• **課題 1**:
製品選定についての本文で、プラットフォームを最初に決めてしまう傾向が特に顕著だとされているのはどのような場合か答えよ。
• **課題 2**:
製品選定についての本文を、最後の文の後から書き継げ。

• **本文**:
* * * * * * *
最初に製品選定をしてしまうこと、特にHWやプラットフォームの製品を先に決めてしまうことは、上記の例の通りリスクでしかありません。どういうアプリケーションをどのようなアーキテクチャで動かすのか、想定したデータを流してどのくらいの性能のCPUやメモリが必要なのかをあらかた計算してから、製品を選定すべきなのです。

試行開発

製品を決定したら、試行開発を行います。検討に沿ったアーキテクチャ、体制、環境、期間で本当に出来るかどうかの、プロジェクトのテストを行います。プロジェクトの最初の段階なので、技術的な問題は多発すると思われますが、それをこの初期の段階で解決しておくことで、その後の開発がスムースに進みます。行うことはプロジェクトとして、参加者と役割についても検証します。作成したプロトタイプについては、機能テストだけではなく性能面も想定したテストを行います。最初に設計が詰められていないところ、必要なCPUやメモリ、記憶媒体の性能などの見通しをつけます。
ここまで行うと、全体でどのくらいの工数・期間・費用が必要かが判明してきます。経営陣からの承認が得られれば、あとは常に「カイゼン」の精神を持って、不具合を早い段階で潰すこと(つまり、品質を高めること)を念頭に進めるだけになります。

まとめると、下記のような絵になります。

クリックすると拡大されます


お勧めしない検討例

上記にも書いていますが、改めてまとめてみました。

プラットフォームを最初に決める

動かすアプリケーションの特性や現在の課題を吟味しないまま、プラットフォームだけを先に選択してしまうと、開発言語や拡張性などの観点で、より良い選択肢が選べなくなってしまいます。プラットフォームを導入したものの、その上で走らせるアプリケーションが無い状態にもなってしまいます。国内外のお客様を見ても、このパターンは本当によく目にします。特に、アプリ本体の構造改革をせずに既存アプリのマイグレーションをやっている場合が顕著にその傾向にあります。
* * * * * * *
• **データ抜粋**:

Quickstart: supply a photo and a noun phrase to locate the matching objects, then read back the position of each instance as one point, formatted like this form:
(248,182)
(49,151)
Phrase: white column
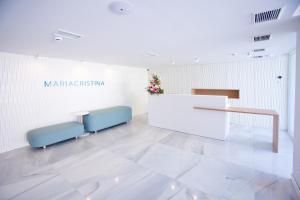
* * * * * * *
• **解答 1**:
アプリ本体の構造改革をせずに既存アプリのマイグレーションをやっている場合。

• **解答 2**:
プラットフォームへの過剰な投資によって、アプリケーションへの投資が少なくなり、以前より使い勝手の良くないアプリケーションが作られる等、負のスパイラルに陥っていることも見受けられます。

アーキテクチャや開発手法よりも使う製品を先に決める

おそらくはパッケージ製品を買う感覚のまま、フルスクラッチをやろうとしているのではないかと思われます。製品を決めてからアーキテクチャや開発手法を決めようとすると、その製品の特性や制約、時にはセールストークに縛られて、理想とするアーキテクチャや開発手法を取ることができません。概念と実装は別であることを確認いただき、まずは概念レベルは製品にとらわれること無く策定しておき、ブレない骨太の方針を作っておくべきなのです。

PoCや試行開発をしない

全体の工数を計上する際によく用いられているのが、過去のソースコードの量と経済産業省が出している言語による生産性の標準値があります。過去のソースコードベースで計算しても、不必要な機能は実装すべきではないですし、大概の計画は大幅なリスク込みのスケジュールと工数になりがちです。そうなると費用は自ずと高止まりし、費用削減を行うために過去に作成したものは極力使いまわせという、理想とは真逆の構成になっていきます。それをやるなら、今の仕組みを変えないほうが良いとさえ私は思います。

アーキテクチャや開発手法についての策定を行ったのであれば、それでどの程度の開発工数になるのか、想定した体制、製品を使って試行的に開発をやってみることを強くお勧めします。対象は、一番難しいところ(複雑である・性能的に厳しい条件である等)がよいです。難関クラスでどの程度の工数が必要なのかがわかれば、それより簡単なものは、どんなにかかっても難関クラスをMAXと考えればよく、工数の合計としてそうそう足はでないはずです。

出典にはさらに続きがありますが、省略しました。